### TAREAS
1. Responde estas preguntas sobre la entrada dedicada al cuento «Iris», marcando cada respuesta con su letra:
(a) ¿De qué año es el cuento de Hesse?
(b) ¿A quién está dedicada la entrada?
(c) Según José María Carandell, ¿quién fue la primera mujer de Hesse?
2. Transcribe de la entrada sobre «Iris» el fragmento que va entre "Para mí, que" y "al auténtico hogar.", ambos incluidos.
3. Por favor, prosigue la entrada sobre el cuento «Iris» de Hesse a partir de su última oración.

━━ TEXTO CITADO ━━

Aquí escribo,
al filo de la noche,
en este cuaderno de cristal
y humo,
para ahuyentar las sombras.


Con la ventana abierta,
por si viene el pájaro
del sueño.

AMB







lunes, 4 de junio de 2012

Iris (I)



(dedicado a Liz Hentschel, pintora de sueños)


Empiezo este mes de junio con otro relato del maestro Hesse, un märchen (cuento de hadas) de 1919. Me emocionó en su momento, hace ya muchos años, y lo sigue haciendo, aunque uno se emociona ya de diferente manera. Según el crítico José María Carandell, en este relato Hesse hablaba, parabólicamente, de su fallido matrimonio con Mia Bernoulli, su primera mujer, y de los desencuentros entre ambos. Y otro crítico, el traductor e introductor de la obra en castellano, Rodolfo E. Modern, comenta: "Su romanticismo esencial se saca de encima las circunstancias inmediatas y efímeras para bucear, a través del sueño, o mediante los muy modernos procesos analíticos del psicoanálisis que son su consecuencia (el cuento "Iris" ilustra acabadamente esta afirmación), en el descubrimiento de las verdades fundamentales capaces de otorgar a la vida una significación plena, noble y libre."
Para mí, que no soy crítico, este breve cuento es un pequeño ejemplo de bildungsroman (novela de aprendizaje o formación). Y narra algo que me suena mucho y muy de cerca: el confuso camino que va desde una prístina unión con la magia de la vida -que generalmente ocurre en la infancia-, pasando por el largo trecho intermedio de la relación con el mundo, hasta la vuelta, hasta el regreso al auténtico hogar.

━━━
━━ FILAS EXTRAÍDAS ━━

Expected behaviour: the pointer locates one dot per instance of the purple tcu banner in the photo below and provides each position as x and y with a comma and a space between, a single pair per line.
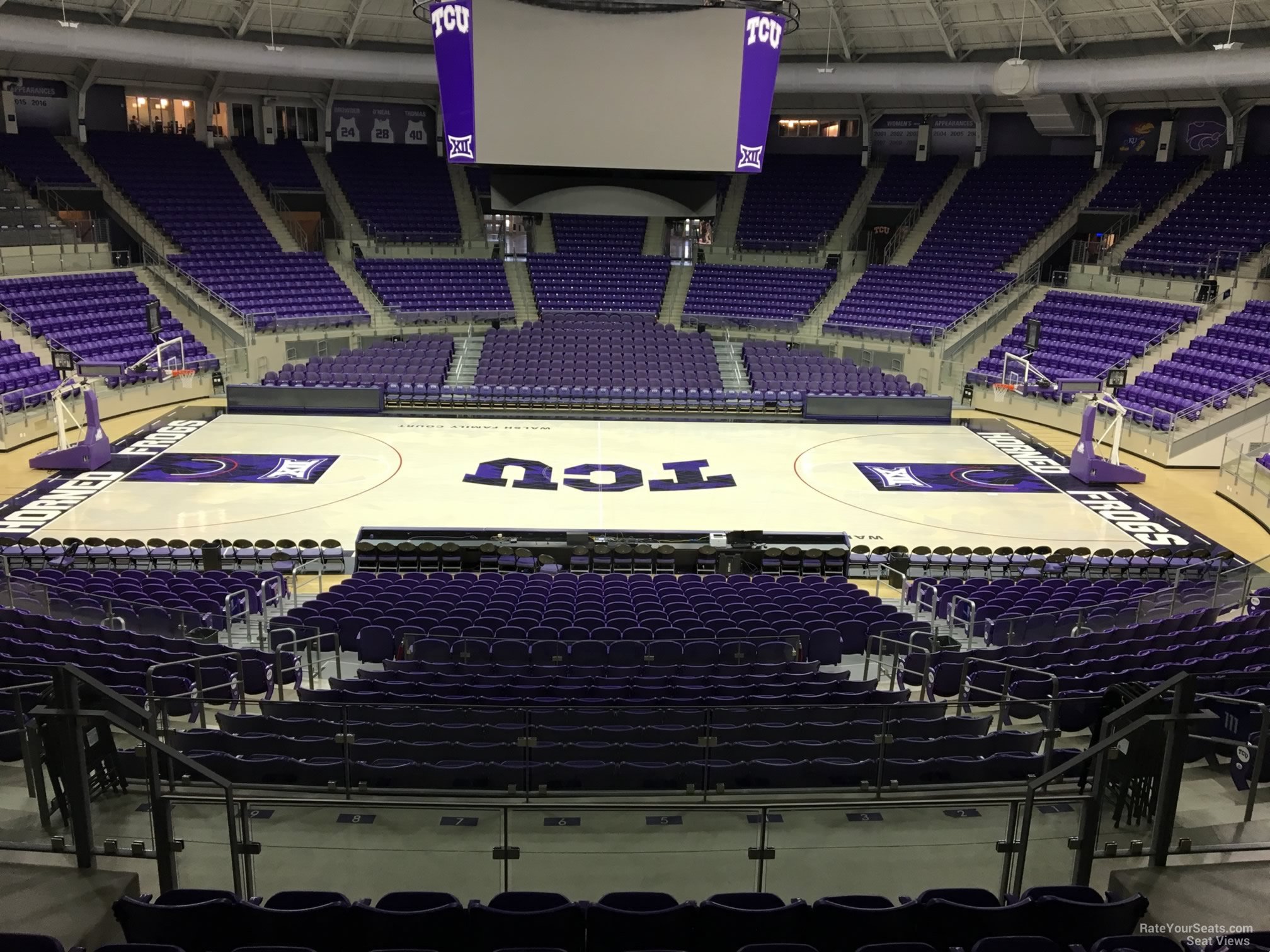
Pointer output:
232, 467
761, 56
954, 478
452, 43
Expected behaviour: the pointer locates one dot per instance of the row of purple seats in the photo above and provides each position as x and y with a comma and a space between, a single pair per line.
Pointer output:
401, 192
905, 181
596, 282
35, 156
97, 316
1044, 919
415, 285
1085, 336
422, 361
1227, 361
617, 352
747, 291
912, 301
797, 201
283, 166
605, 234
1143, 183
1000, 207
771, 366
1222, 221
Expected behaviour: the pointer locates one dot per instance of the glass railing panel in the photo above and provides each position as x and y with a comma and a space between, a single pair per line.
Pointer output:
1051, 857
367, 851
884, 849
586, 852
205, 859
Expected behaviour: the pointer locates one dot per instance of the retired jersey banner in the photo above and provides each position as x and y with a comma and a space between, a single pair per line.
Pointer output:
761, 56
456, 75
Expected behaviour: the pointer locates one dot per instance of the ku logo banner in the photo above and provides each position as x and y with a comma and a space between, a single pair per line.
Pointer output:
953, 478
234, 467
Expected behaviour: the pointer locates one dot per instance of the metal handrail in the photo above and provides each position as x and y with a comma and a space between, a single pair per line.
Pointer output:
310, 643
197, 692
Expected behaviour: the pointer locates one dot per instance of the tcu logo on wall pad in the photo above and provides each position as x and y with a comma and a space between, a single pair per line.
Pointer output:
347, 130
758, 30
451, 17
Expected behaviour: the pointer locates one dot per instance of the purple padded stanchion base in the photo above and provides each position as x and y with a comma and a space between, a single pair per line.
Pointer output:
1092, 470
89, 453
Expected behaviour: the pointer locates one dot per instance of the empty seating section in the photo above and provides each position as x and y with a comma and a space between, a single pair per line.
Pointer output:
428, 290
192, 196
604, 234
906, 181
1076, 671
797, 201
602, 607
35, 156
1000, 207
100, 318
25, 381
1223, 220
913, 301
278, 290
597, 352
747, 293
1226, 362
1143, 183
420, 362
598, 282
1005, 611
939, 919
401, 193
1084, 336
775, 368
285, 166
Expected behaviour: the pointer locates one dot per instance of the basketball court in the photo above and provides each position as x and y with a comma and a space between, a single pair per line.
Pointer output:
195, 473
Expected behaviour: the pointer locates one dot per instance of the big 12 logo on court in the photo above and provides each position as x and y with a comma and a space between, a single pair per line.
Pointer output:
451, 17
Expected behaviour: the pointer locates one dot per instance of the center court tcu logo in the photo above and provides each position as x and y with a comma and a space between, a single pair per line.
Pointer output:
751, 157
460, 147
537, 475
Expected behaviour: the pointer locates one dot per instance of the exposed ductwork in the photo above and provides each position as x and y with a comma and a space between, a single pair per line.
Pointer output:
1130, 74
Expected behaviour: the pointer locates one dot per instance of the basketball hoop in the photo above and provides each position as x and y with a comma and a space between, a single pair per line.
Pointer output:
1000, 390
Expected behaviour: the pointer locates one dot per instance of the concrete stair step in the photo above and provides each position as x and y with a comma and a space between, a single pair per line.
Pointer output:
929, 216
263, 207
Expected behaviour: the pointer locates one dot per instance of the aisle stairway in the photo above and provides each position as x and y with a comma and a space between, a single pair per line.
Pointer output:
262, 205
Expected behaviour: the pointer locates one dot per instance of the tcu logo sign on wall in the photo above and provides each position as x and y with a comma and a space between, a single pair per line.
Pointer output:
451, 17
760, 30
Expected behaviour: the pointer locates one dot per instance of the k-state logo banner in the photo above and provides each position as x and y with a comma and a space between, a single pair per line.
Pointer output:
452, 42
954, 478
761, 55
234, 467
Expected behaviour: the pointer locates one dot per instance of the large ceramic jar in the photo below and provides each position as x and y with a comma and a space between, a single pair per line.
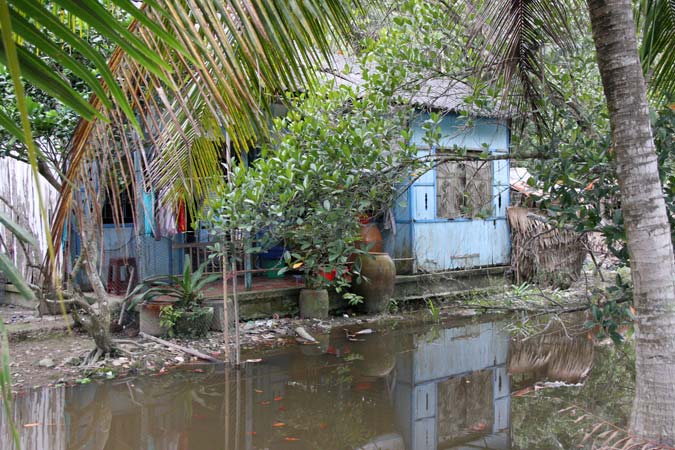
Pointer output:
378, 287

━━━

### RESPUESTAS
1.
(a) 1919
(b) A Liz Hentschel, pintora de sueños
(c) Mia Bernoulli

2.
Para mí, que no soy crítico, este breve cuento es un pequeño ejemplo de bildungsroman (novela de aprendizaje o formación). Y narra algo que me suena mucho y muy de cerca: el confuso camino que va desde una prístina unión con la magia de la vida -que generalmente ocurre en la infancia-, pasando por el largo trecho intermedio de la relación con el mundo, hasta la vuelta, hasta el regreso al auténtico hogar.

3.
De niños, y también de adolescentes, podemos introducirnos en el cáliz de una flor y ver en una mínima extensión de hierba todo un bosque. Yo mismo lo he hecho y, aun a riesgo de parecer loco, diré que en ciertas paredes de piedra he visto hasta montañas... Recuerdo, por ejemplo, un desván que descubrí una vez en una casa abandonada, en medio del campo, y allí, inexplicablemente, mi mirada se empequeñecía y paseaba con la imaginación por un mundo enorme, lleno de rincones secretos y tesoros. Sólo eran unos pocos metros cuadrados, pero mis ojos veían otra cosa, todo un universo...
Pero no es esta visión lo importante, no se trata de fantasear y convertir lo pequeño en grande, sino en sentir que allí, en lo que tenemos delante de los ojos está el secreto de la misma vida. Eso es lo valioso, y eso es precisamente lo que perdemos según nos vamos haciendo adultos. Y a lo que algunos, con suerte, vuelven después de muchas vueltas y revueltas por el mundo racional. El regreso a la magia...
De eso nos habla este cuento de Hesse. Quien vuelve nunca es el mismo, tras su viaje por el mundo, pero merece la pena el regreso si consigue volver a enlazar con aquello que de niño o de joven vió y sintió como la puerta que llevaba al sentido de la vida, de su vida. Nada que explicar, ningún argumento racional para justificar esto. Es nada más y nada menos que... un sentimiento.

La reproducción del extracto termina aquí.